INSTRUCTIONS TO FOLLOW »
Copy the rows word for word from their start through the line with "POLYGON ((108 169, 102", keeping both ends. Leave the pictures out of your copy.

* * *

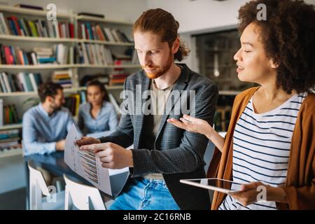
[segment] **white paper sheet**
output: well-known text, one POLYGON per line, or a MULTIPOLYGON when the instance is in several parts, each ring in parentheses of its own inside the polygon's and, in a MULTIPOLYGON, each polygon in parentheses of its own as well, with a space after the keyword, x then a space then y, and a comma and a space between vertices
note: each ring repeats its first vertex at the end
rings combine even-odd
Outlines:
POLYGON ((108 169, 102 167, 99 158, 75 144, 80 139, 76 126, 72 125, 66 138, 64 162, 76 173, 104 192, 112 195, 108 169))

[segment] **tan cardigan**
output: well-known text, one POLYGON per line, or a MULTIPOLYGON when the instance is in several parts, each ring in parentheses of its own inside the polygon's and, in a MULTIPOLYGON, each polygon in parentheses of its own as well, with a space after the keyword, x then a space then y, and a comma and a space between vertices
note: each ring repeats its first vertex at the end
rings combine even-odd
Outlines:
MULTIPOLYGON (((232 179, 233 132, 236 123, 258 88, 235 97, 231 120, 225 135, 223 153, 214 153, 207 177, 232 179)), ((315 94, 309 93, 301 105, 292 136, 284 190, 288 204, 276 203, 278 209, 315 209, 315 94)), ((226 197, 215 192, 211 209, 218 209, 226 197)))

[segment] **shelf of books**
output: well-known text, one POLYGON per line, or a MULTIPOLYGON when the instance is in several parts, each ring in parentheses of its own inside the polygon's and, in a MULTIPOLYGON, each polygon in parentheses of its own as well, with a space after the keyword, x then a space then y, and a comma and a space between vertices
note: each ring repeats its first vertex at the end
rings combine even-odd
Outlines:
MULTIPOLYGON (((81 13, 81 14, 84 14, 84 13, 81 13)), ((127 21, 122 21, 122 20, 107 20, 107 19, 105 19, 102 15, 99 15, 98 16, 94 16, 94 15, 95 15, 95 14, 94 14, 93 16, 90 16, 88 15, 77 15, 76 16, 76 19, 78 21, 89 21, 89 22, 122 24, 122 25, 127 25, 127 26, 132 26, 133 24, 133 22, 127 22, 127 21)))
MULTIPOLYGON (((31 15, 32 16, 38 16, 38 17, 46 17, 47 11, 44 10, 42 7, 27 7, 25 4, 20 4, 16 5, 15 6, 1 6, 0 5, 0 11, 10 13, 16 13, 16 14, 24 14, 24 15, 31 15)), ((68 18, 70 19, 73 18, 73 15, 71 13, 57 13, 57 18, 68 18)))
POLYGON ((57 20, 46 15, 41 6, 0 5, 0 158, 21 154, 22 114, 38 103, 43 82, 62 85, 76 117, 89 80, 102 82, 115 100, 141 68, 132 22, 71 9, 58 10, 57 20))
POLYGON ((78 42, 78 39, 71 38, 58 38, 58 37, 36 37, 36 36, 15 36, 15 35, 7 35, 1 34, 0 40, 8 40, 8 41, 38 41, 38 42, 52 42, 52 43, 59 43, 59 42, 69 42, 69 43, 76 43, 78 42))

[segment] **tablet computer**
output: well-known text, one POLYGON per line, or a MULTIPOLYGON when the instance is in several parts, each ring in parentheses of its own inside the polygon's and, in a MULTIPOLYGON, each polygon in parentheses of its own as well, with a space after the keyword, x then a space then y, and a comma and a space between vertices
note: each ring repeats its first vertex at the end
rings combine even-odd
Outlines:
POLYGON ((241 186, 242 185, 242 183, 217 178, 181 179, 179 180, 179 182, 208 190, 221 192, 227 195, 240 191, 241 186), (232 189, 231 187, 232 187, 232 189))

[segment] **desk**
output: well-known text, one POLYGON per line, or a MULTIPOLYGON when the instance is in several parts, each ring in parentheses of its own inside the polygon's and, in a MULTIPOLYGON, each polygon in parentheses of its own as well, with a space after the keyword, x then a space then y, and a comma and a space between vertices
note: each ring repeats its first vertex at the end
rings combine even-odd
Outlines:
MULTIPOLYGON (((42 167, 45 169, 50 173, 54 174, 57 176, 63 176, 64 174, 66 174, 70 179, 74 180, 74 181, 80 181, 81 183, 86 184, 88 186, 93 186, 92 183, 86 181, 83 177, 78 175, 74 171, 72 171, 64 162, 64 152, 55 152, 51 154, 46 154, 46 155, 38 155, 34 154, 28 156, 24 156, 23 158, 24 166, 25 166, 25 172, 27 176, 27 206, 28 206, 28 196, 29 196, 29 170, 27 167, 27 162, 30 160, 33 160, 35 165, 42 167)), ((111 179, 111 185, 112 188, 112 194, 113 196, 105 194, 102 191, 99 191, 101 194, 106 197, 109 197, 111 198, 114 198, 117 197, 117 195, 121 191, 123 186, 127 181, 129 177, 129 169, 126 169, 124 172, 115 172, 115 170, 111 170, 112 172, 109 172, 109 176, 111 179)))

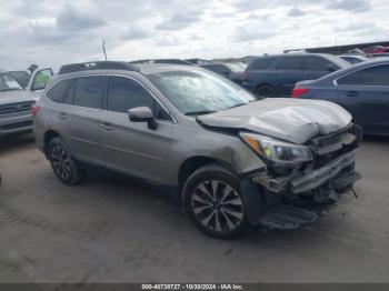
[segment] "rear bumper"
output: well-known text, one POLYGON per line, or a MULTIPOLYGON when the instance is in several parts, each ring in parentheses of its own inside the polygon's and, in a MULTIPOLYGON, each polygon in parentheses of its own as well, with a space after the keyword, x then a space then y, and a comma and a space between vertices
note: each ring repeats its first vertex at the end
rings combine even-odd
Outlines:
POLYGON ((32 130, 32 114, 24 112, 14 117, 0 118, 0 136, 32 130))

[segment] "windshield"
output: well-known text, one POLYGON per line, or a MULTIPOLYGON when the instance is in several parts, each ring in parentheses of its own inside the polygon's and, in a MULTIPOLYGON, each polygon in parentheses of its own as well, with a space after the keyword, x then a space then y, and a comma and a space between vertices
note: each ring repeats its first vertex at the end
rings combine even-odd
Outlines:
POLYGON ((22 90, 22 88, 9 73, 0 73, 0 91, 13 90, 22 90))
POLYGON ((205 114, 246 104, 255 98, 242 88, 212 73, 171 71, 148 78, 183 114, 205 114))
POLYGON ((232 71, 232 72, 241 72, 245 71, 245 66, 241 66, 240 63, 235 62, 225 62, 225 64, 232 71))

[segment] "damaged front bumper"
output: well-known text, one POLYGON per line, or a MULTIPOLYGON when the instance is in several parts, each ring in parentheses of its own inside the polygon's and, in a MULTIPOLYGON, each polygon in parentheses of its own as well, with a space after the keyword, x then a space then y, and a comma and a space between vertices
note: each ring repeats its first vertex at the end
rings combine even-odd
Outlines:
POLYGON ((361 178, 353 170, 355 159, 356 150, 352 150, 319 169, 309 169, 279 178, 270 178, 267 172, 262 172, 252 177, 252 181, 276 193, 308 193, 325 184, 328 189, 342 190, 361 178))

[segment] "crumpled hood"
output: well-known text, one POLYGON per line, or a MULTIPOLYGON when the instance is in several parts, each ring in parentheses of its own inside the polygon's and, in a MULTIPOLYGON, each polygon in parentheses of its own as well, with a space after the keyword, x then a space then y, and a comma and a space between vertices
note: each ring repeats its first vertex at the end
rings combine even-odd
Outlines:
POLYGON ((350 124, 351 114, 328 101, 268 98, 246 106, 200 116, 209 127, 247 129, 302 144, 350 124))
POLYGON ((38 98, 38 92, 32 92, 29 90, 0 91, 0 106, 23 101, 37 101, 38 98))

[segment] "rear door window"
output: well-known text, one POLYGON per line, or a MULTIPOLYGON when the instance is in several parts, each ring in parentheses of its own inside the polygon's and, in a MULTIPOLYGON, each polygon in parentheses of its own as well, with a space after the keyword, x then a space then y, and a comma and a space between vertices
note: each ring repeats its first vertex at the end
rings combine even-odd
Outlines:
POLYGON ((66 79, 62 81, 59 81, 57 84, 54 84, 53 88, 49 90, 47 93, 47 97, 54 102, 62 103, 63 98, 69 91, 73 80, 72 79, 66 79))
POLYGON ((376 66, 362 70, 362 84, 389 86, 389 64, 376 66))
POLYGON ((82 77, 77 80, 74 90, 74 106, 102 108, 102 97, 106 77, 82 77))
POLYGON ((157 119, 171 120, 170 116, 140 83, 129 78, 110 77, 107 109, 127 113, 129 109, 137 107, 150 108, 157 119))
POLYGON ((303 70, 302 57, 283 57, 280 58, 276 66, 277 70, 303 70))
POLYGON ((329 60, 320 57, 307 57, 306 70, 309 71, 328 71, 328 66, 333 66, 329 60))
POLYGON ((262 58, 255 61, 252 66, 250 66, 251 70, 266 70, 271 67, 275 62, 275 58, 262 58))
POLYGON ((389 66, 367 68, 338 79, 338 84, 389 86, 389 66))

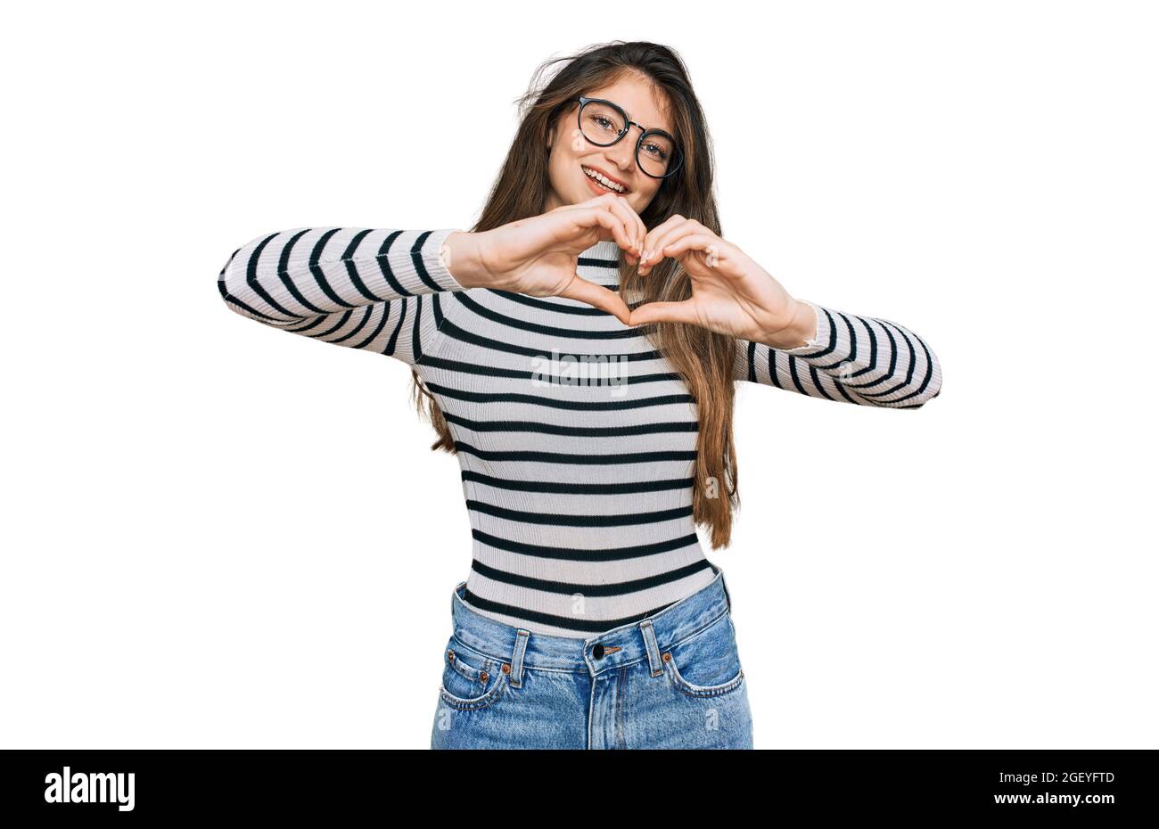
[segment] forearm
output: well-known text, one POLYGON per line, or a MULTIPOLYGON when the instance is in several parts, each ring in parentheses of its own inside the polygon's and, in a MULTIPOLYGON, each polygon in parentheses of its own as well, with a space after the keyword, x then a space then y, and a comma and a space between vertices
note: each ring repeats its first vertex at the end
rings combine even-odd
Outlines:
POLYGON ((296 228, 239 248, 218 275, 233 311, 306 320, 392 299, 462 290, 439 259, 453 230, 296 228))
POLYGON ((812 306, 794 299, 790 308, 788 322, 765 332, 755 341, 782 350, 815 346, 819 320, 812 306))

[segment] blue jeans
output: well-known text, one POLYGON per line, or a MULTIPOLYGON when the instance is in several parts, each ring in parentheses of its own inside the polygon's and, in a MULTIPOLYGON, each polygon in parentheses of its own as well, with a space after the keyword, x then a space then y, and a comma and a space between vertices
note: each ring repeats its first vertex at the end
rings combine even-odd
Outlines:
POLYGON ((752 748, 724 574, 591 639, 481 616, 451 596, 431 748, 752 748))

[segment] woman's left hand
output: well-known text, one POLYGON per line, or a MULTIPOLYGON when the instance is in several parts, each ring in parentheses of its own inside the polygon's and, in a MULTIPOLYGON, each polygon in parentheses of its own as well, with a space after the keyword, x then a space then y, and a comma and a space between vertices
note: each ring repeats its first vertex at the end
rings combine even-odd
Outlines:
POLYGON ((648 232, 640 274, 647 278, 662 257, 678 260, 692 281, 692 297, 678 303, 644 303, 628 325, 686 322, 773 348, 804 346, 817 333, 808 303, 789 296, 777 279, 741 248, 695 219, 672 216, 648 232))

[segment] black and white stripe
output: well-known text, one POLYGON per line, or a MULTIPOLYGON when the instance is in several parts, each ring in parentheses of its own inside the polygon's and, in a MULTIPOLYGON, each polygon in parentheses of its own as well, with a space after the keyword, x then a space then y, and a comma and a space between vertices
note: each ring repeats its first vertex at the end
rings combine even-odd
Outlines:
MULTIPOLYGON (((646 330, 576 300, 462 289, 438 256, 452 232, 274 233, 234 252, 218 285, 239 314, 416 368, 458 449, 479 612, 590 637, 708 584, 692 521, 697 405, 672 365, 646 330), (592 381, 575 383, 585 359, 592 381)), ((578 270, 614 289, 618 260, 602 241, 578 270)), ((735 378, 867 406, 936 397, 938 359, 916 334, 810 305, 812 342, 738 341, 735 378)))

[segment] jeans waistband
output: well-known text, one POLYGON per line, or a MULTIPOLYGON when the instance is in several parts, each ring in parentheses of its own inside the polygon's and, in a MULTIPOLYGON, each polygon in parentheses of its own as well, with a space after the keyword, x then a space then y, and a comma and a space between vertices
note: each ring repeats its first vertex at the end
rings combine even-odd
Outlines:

* * *

TASK OUTPUT »
[segment] **white paper sheet**
output: well-known text, one POLYGON per line, or a MULTIPOLYGON when the instance is in several parts, each ring in parentheses of its own inside the polygon's and, in a MULTIPOLYGON, each polygon in parentheses of its own as well, with a space after the keyword, x then a space then y, and a comma and a space between vertices
note: each ring repeats its first vertex at the end
rings combine even-odd
Outlines:
POLYGON ((108 169, 102 167, 99 158, 75 144, 80 139, 76 126, 72 125, 66 138, 64 162, 76 173, 104 192, 112 195, 108 169))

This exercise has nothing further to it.